*** Given data ***

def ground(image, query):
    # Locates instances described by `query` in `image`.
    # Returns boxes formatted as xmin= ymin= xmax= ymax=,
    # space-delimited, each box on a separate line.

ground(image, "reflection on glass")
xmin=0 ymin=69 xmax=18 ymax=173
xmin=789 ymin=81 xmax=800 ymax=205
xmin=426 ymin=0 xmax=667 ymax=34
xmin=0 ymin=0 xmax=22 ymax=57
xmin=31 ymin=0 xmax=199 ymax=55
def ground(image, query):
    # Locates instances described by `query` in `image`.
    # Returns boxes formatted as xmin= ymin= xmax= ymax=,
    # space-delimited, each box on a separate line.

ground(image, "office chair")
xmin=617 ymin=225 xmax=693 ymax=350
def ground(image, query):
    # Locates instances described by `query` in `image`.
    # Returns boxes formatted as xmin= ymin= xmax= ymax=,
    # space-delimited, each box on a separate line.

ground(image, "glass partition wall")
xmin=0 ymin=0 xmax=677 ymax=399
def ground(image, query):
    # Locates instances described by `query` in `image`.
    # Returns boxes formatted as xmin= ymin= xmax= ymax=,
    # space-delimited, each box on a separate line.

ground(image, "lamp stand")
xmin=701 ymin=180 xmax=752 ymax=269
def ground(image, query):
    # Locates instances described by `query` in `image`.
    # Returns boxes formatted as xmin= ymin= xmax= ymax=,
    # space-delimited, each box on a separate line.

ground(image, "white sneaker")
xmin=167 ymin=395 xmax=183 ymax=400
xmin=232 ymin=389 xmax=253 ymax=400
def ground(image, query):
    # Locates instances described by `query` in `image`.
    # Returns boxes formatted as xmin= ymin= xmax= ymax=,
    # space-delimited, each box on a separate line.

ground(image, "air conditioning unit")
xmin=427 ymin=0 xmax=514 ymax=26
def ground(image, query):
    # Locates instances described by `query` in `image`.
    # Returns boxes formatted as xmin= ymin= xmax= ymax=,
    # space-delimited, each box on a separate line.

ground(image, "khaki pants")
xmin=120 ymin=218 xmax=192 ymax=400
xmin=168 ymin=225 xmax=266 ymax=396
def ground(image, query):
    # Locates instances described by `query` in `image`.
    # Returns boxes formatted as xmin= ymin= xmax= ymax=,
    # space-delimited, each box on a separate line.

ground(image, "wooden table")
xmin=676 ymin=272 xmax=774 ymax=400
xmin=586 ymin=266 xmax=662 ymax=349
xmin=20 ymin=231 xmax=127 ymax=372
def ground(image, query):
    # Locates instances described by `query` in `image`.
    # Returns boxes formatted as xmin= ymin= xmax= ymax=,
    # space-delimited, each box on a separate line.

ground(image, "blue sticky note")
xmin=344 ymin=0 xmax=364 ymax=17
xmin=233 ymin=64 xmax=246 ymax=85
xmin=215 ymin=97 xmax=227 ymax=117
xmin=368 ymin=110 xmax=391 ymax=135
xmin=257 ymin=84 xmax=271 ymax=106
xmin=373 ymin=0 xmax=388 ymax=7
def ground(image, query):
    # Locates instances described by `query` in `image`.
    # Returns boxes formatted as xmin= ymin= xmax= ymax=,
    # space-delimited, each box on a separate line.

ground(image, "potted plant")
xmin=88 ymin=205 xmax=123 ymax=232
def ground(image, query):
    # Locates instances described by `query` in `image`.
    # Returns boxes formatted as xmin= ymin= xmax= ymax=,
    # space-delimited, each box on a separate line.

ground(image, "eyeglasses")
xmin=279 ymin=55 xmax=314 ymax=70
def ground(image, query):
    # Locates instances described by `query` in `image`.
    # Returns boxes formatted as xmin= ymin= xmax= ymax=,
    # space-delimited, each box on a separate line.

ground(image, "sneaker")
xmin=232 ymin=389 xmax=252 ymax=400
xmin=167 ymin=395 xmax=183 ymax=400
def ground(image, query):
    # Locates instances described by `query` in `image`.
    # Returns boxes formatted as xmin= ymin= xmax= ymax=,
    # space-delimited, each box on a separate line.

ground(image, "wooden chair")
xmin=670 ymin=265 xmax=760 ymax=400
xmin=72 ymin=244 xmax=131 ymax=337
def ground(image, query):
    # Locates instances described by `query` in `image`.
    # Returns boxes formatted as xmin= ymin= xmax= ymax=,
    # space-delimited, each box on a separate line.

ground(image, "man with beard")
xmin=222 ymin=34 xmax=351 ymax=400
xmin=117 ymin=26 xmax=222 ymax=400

*** End of Given data ***

• [Task item] The output is every entry, printed exactly as it reads.

• [Exercise answer]
def ground(image, query):
    # Locates instances described by `query` in `image`.
    # Returns boxes formatted as xmin= ymin= xmax= ymax=,
    # space-delimited, each box on a separate line.

ground(image, "reflection on glass")
xmin=0 ymin=69 xmax=18 ymax=173
xmin=789 ymin=81 xmax=800 ymax=205
xmin=426 ymin=0 xmax=667 ymax=34
xmin=0 ymin=0 xmax=22 ymax=57
xmin=31 ymin=0 xmax=199 ymax=55
def ground(image, query):
    # Locates instances described by `query` in `image`.
    # Returns boxes formatted as xmin= ymin= xmax= ymax=,
    # space-delimited, each box on a separate line.

ground(image, "office chair")
xmin=617 ymin=225 xmax=693 ymax=350
def ground(image, query):
    # Locates instances described by `query` in `image`.
    # Returns boxes formatted as xmin= ymin= xmax= ymax=,
    # space-delimited, each box on a separate line.

ground(image, "glass partition wall")
xmin=0 ymin=0 xmax=677 ymax=399
def ground(image, query):
    # Locates instances described by `query` in `image`.
    # Returns boxes formatted as xmin= ymin= xmax= ymax=,
    # space-delimited, each box on a separate line.

ground(image, "lamp stand")
xmin=701 ymin=180 xmax=752 ymax=269
def ground(image, query):
    # Locates instances described by `query` in `image`.
    # Returns boxes formatted as xmin= ymin= xmax= ymax=,
    # space-delimited, each box on a separate line.

ground(image, "white sneaker")
xmin=167 ymin=395 xmax=183 ymax=400
xmin=232 ymin=389 xmax=253 ymax=400
def ground(image, query):
    # Locates instances described by `query` in `image`.
    # Returns boxes formatted as xmin= ymin= xmax= ymax=,
    # space-delimited, each box on a separate line.

ground(image, "air conditioning unit")
xmin=427 ymin=0 xmax=514 ymax=26
def ground(image, query):
    # Locates instances described by `query` in `image`.
    # Returns boxes formatted as xmin= ymin= xmax= ymax=,
    # space-delimited, each box on a separate line.

ground(image, "khaki pants")
xmin=120 ymin=218 xmax=192 ymax=400
xmin=168 ymin=225 xmax=266 ymax=396
def ground(image, query):
    # Locates instances described by `query` in `image`.
    # Returns boxes formatted as xmin= ymin= xmax= ymax=,
    # space-delimited, each box on a separate line.

ground(image, "wooden table")
xmin=676 ymin=272 xmax=774 ymax=400
xmin=586 ymin=266 xmax=662 ymax=349
xmin=20 ymin=231 xmax=127 ymax=372
def ground(image, query):
    # Locates instances described by `query` in `image`.
    # Returns boxes formatted as xmin= ymin= xmax= ymax=,
    # space-delimited, each box on a separate line.

ground(image, "blue sticky note")
xmin=344 ymin=0 xmax=364 ymax=17
xmin=233 ymin=64 xmax=246 ymax=85
xmin=215 ymin=97 xmax=227 ymax=117
xmin=368 ymin=110 xmax=391 ymax=135
xmin=257 ymin=84 xmax=271 ymax=106
xmin=373 ymin=0 xmax=388 ymax=7
def ground(image, query):
    # Locates instances described by `query` in `image`.
    # Returns boxes formatted as xmin= ymin= xmax= ymax=,
    # space-delimited, each box on a separate line.

ground(image, "potted plant")
xmin=88 ymin=205 xmax=123 ymax=232
def ground(image, query):
    # Locates instances described by `query` in `image`.
    # Returns boxes formatted as xmin= ymin= xmax= ymax=,
    # space-delimited, each box on a separate line.

ground(image, "eyeglasses")
xmin=279 ymin=55 xmax=314 ymax=70
def ground(image, query):
    # Locates instances described by `query` in `image`.
    # Returns boxes formatted as xmin= ymin= xmax= ymax=,
    # space-delimited, each box on a separate line.

ground(image, "sneaker")
xmin=232 ymin=389 xmax=252 ymax=400
xmin=167 ymin=395 xmax=183 ymax=400
def ground(image, query):
    # Locates instances described by `query` in `image`.
    # Returns boxes formatted as xmin= ymin= xmax= ymax=,
    # space-delimited, each box on a separate line.

ground(image, "wooden chair")
xmin=670 ymin=265 xmax=760 ymax=400
xmin=72 ymin=244 xmax=131 ymax=337
def ground(image, query):
    # Locates instances described by `query` in `image`.
    # Returns boxes formatted as xmin= ymin= xmax= ymax=,
    # space-delimited, each box on a separate line.

ground(image, "man with beard")
xmin=222 ymin=34 xmax=351 ymax=400
xmin=117 ymin=26 xmax=222 ymax=400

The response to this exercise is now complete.